[Records from a point annotation dataset]
..............................

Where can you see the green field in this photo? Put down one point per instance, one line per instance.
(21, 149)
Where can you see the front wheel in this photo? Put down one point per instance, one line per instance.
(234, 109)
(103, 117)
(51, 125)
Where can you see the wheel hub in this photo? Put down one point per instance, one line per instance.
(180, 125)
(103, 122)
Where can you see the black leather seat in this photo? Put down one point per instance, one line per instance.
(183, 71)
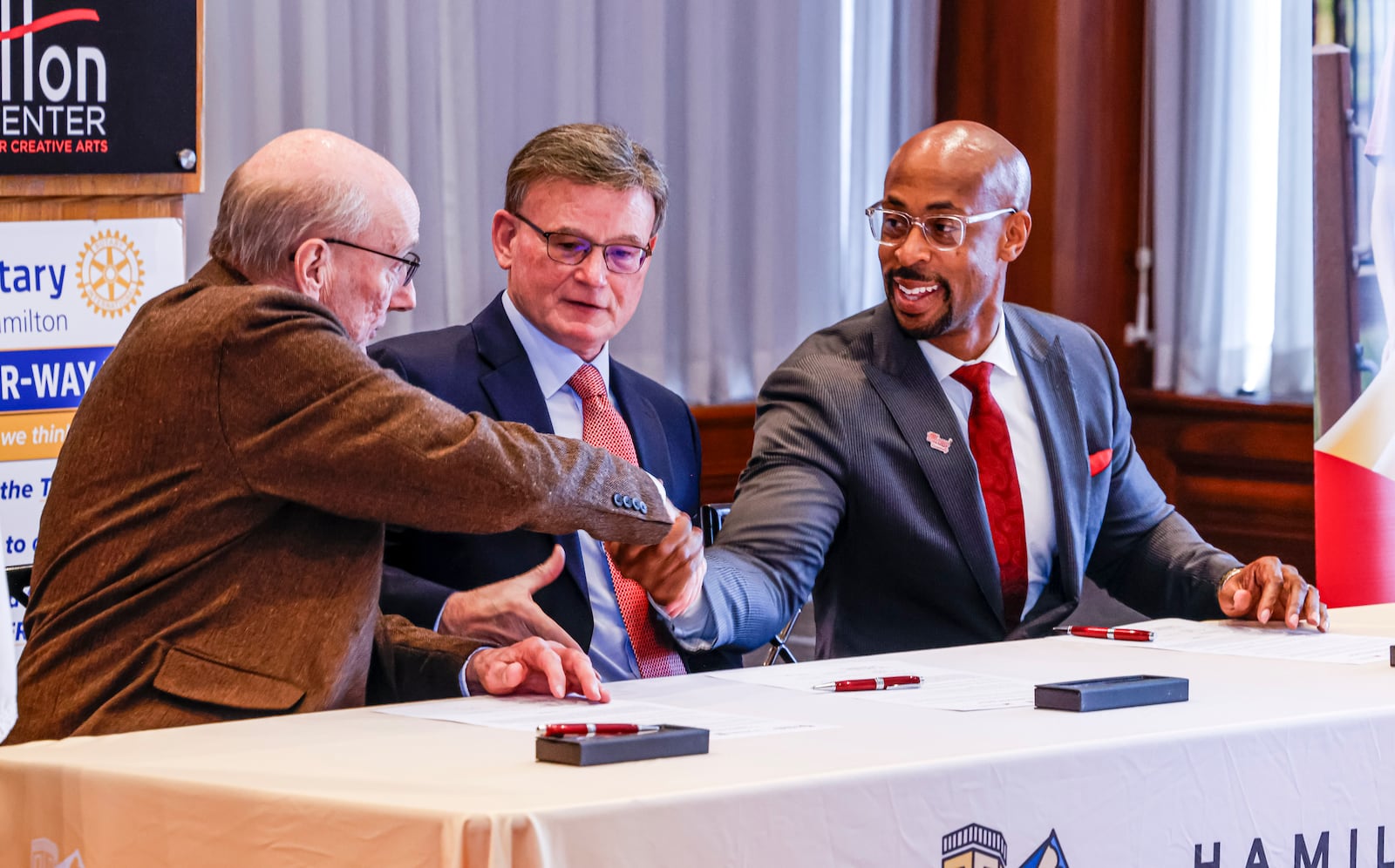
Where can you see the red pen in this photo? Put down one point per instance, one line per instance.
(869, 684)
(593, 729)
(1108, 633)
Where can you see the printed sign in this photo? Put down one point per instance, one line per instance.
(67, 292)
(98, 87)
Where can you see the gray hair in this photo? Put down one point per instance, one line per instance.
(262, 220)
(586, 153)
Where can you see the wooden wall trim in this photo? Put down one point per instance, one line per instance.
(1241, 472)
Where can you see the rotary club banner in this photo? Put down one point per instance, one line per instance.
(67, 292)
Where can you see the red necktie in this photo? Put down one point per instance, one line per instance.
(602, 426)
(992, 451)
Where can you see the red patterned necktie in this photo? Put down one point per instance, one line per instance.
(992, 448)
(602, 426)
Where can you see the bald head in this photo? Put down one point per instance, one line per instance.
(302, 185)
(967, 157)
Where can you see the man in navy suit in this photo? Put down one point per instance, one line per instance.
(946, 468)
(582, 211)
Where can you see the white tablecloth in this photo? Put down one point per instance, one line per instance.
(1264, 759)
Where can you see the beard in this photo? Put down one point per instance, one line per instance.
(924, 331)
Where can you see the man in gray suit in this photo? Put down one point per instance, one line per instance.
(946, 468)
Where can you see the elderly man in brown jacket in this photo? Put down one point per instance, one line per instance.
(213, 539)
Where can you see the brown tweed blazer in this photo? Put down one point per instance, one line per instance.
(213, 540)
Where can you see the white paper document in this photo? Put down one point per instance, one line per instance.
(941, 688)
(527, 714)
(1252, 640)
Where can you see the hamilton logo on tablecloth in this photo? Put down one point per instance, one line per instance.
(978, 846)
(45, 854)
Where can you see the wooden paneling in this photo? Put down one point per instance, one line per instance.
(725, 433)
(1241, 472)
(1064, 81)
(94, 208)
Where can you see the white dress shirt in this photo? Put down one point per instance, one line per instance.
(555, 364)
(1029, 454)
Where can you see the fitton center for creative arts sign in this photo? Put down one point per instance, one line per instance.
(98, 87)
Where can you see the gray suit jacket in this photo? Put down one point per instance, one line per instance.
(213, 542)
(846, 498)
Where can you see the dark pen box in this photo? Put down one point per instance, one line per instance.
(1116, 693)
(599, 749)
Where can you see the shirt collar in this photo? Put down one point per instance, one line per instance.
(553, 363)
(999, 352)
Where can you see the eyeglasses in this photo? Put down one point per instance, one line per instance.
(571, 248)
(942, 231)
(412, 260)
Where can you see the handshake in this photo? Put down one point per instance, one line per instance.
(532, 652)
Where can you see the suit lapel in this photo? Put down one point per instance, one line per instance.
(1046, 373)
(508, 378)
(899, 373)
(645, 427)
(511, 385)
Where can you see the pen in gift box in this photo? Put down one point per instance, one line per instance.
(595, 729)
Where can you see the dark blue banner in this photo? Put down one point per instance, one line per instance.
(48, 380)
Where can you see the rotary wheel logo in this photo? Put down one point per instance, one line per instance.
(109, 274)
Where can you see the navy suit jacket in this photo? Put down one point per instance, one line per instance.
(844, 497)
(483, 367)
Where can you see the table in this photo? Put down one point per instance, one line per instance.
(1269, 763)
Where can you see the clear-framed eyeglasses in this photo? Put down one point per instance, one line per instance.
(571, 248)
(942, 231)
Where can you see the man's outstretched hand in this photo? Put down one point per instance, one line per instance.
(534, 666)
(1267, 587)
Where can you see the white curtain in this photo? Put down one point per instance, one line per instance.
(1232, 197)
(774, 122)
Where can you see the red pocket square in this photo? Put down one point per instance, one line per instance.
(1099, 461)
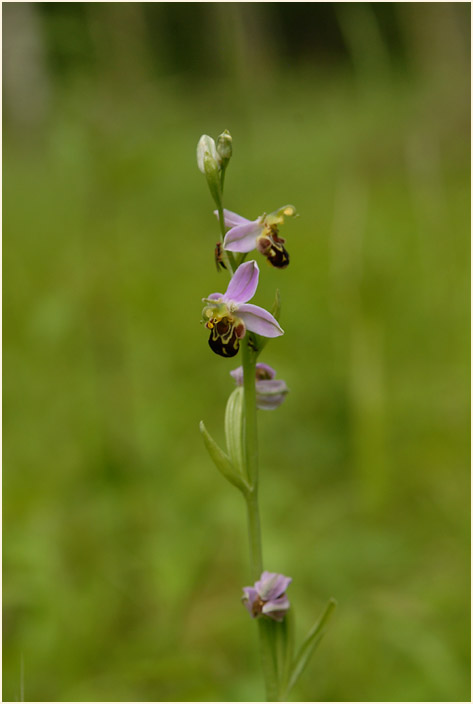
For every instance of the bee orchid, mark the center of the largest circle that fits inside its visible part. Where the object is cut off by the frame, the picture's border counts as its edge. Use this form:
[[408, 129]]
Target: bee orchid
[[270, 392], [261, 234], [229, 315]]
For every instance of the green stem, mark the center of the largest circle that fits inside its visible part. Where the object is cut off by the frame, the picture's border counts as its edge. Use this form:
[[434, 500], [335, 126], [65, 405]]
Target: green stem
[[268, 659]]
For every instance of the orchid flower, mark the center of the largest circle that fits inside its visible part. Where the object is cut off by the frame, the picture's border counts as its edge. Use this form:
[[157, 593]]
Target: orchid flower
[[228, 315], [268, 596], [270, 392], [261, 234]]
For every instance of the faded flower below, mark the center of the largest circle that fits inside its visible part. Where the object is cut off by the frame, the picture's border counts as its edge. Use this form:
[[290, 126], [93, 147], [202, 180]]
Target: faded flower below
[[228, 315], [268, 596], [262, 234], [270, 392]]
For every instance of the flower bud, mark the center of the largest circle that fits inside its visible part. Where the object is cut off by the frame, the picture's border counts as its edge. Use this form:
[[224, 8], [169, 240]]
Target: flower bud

..............................

Problem requirements:
Reproduce word for word the lines between the one holding "Where can you see the white curtain" and the one holding "[[270, 392], [261, 234], [229, 315]]", inclusive. Leave the pictures out of your copy.

Answer to the exercise:
Where can you see the white curtain in this photo? Put down one point per instance, one line per instance.
(1232, 197)
(774, 122)
Where can you see the red pocket square in this photo? Put down one point per instance, one line per instance.
(1099, 461)
For every instance of the bee orchid, mark the center of the largest circle that fits inside its visible part. Where the object is cut off by the frame, the picture's border counts as its edge. Use this form:
[[408, 129]]
Target: bee orchid
[[270, 392], [261, 234], [229, 315]]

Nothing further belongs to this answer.